Please transcribe the entries below without changing a single character.

● **Material provided**:
____
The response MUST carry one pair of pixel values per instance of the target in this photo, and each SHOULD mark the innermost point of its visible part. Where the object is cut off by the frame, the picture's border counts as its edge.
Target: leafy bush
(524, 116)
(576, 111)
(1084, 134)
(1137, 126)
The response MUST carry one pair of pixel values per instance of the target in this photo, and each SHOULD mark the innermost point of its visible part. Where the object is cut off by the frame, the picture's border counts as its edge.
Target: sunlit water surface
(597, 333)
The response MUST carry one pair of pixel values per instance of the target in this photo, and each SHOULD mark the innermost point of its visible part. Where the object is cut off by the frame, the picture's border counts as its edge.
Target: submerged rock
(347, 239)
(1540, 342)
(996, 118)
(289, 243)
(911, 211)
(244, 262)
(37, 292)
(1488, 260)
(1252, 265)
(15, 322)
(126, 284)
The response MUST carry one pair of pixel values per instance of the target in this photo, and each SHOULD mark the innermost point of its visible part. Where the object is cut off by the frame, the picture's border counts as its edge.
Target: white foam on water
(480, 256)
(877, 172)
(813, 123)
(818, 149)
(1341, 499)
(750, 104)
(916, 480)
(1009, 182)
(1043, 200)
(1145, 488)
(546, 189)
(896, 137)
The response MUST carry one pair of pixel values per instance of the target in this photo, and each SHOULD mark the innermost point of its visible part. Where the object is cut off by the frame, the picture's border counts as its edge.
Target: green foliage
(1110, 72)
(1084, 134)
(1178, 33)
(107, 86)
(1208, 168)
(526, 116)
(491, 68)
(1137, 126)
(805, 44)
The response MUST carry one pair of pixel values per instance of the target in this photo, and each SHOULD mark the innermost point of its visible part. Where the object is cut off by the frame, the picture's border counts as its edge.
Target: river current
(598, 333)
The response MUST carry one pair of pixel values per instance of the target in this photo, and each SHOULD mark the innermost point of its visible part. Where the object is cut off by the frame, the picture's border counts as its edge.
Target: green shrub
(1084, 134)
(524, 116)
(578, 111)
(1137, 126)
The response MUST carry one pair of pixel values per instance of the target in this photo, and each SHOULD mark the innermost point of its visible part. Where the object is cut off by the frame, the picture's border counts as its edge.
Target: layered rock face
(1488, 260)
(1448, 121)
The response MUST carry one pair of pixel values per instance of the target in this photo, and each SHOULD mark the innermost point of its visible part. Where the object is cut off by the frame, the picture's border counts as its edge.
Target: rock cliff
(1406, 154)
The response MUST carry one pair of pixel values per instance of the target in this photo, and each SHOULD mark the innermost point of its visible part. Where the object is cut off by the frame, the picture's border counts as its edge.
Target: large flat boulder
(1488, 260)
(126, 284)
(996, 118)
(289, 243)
____
● **Solved problem**:
The response MUST carry one pair of pixel values per instance of the target in this photo, and each SHOULD mark the innermost point of its visible part. Where the object is cut off by the frame, the picture's border counts as its edge.
Target: leafy bush
(524, 116)
(576, 111)
(1084, 134)
(1137, 126)
The response MUST carry one pair of pixel values per instance of the target in this photo, and each SHOULD mark the innermost point of its visible part. Where the object is cut off by the frame, the picture's border counts as its edge.
Target: sunlit water surface
(597, 333)
The response MUST carry one pair of pixel values per instance of the target in this photo, and each SHOULD mark the innermost point of its visible part. Where the object is cut off by the frame, the picture's border counts as its edge.
Target: submerged rock
(347, 239)
(1540, 342)
(996, 118)
(289, 243)
(911, 211)
(244, 262)
(37, 292)
(1488, 260)
(1252, 265)
(15, 322)
(126, 284)
The response MUST carry one pair of pixel values per instance of the target in this photo, and each SHOULD mark the innermost point of its visible part. Where the object is cut off by the frame, the picture's border counts as its edge.
Target: white foam on water
(480, 256)
(877, 172)
(813, 123)
(818, 149)
(1341, 499)
(750, 104)
(916, 480)
(1009, 182)
(1043, 200)
(1145, 488)
(546, 189)
(896, 137)
The response MUST carry one pair of pixel values per instance of the target in this photo, and each SHOULD mark the innermost point of its visible part. Where the object is cut off by the frame, the picture's border counts as its edge.
Target: green foliage
(1110, 72)
(1084, 134)
(1178, 33)
(107, 86)
(1208, 168)
(526, 116)
(491, 68)
(1137, 126)
(805, 44)
The response MUST carry one pair of pixel values per instance of the target in this photo, and each SHOULD mark the innermost point of its visible part. Where the object is cut off by the frame, the picture's border counts as its edge.
Target: river current
(598, 333)
The response MUST carry one pair of pixel values per instance of the target in this photo, and each SHOULD mark the innermost point of its visible part. Where the object is cut off by the frame, the picture's border counts as its edge.
Target: green shrub
(1084, 134)
(524, 116)
(578, 111)
(1137, 126)
The response MUST carry one pair of pixel values per instance of the target in this photo, and each SHOULD mark the innermost point of its visible part. Where the object is cut off by the frame, the picture's border counts as its edge.
Target: layered rock face
(1488, 260)
(1448, 121)
The response MUST carry one pair of pixel values per instance of the target in this photo, and each SHOULD mark the innermost point of its visible part. Where the object is cut off by the frame, the picture's border counts as its edge.
Target: rock cliff
(1406, 154)
The response MUST carry one pair of pixel values per instance of the target in this photo, and each SHOULD mark the innermost point of its visible part. Where the object is cut off by the frame, the picture's border counts as its edge.
Target: large flat boulder
(1488, 260)
(126, 284)
(996, 118)
(289, 243)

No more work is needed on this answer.